-------- Dataset entries

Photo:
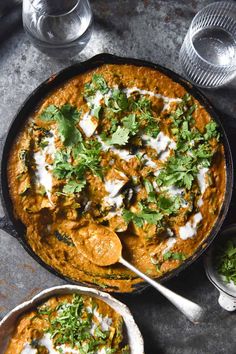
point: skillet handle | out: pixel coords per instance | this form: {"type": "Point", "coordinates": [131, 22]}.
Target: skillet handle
{"type": "Point", "coordinates": [7, 226]}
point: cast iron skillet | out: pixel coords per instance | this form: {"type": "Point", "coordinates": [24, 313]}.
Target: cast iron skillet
{"type": "Point", "coordinates": [15, 228]}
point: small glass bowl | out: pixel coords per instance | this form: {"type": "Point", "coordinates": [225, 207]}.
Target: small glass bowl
{"type": "Point", "coordinates": [227, 297]}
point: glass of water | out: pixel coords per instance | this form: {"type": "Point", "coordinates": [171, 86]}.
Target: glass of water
{"type": "Point", "coordinates": [208, 53]}
{"type": "Point", "coordinates": [59, 28]}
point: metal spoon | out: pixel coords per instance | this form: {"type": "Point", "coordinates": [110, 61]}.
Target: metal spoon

----------------

• _Your instructions_
Please transcribe the listing exactly as it stands, but omit its pictures.

• _Solved exercise_
Photo:
point: skillet handle | out: pixel coords per instance | this form: {"type": "Point", "coordinates": [131, 22]}.
Target: skillet handle
{"type": "Point", "coordinates": [7, 226]}
point: cast iron skillet | out: pixel coords per instance | this form: {"type": "Point", "coordinates": [24, 313]}.
Target: cast iron skillet
{"type": "Point", "coordinates": [15, 228]}
point: small glass bowl | out: pixel coords per instance | this form: {"type": "Point", "coordinates": [225, 207]}.
Target: small glass bowl
{"type": "Point", "coordinates": [227, 297]}
point: glass of water | out: pixel coords per instance | this form: {"type": "Point", "coordinates": [171, 86]}.
Target: glass of water
{"type": "Point", "coordinates": [208, 53]}
{"type": "Point", "coordinates": [59, 28]}
point: metal spoon | out: pixel coords per instance | this form: {"type": "Point", "coordinates": [110, 61]}.
Target: metal spoon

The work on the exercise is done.